— BEGIN Data entries —

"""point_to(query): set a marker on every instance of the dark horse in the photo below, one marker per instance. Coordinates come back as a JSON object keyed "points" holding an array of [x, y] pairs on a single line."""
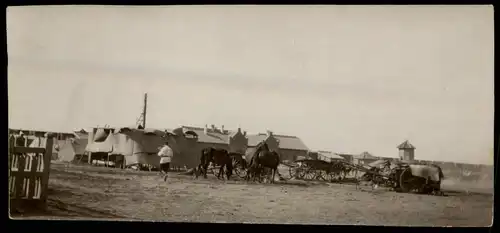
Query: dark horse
{"points": [[218, 157], [263, 157]]}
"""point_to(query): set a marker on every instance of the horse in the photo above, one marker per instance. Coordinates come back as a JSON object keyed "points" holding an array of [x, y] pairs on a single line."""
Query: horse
{"points": [[263, 157], [215, 156]]}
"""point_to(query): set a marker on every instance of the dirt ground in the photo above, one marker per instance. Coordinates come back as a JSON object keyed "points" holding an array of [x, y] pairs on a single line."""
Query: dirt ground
{"points": [[80, 191]]}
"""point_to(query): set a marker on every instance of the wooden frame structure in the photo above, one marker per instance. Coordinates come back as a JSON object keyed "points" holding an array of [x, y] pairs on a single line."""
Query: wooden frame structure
{"points": [[29, 169]]}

— END Data entries —

• Stated task:
Please turn every line of the listing above into a numbered list, skipping blank lines and leaving the pictures out.

• Solution to the exercise:
1. """point_to(query): set a marker on every instance of the dark horse in the photo below, one marker per instance. Coordinates come back as a JSON object keyed "points" holding an array of [x, y] pairs on a single line."""
2. Query: dark horse
3. {"points": [[218, 157], [263, 157]]}
4. """point_to(query): set a marker on every instance of the horse in the photo above, one marker per instance. Coordinates come back as a JSON object keyed "points" holding an array of [x, y] pairs on a single line."""
5. Query: horse
6. {"points": [[263, 157], [215, 156]]}
7. """point_to(query): set a marker on every instance of the dirt ground in the photo above, one marker per instance. Coordinates come back as a JSON object keyed "points" holding an array of [x, y] pairs on a single line."""
8. Query: dirt ground
9. {"points": [[80, 191]]}
10. """point_to(query): set a marker on every instance of the wooden frame structure in the photo above, one marker per instance. Coordinates come back as a JSON object keyed "points" holding an array of [x, y] pairs on a single line."""
11. Query: wooden frame structure
12. {"points": [[29, 169]]}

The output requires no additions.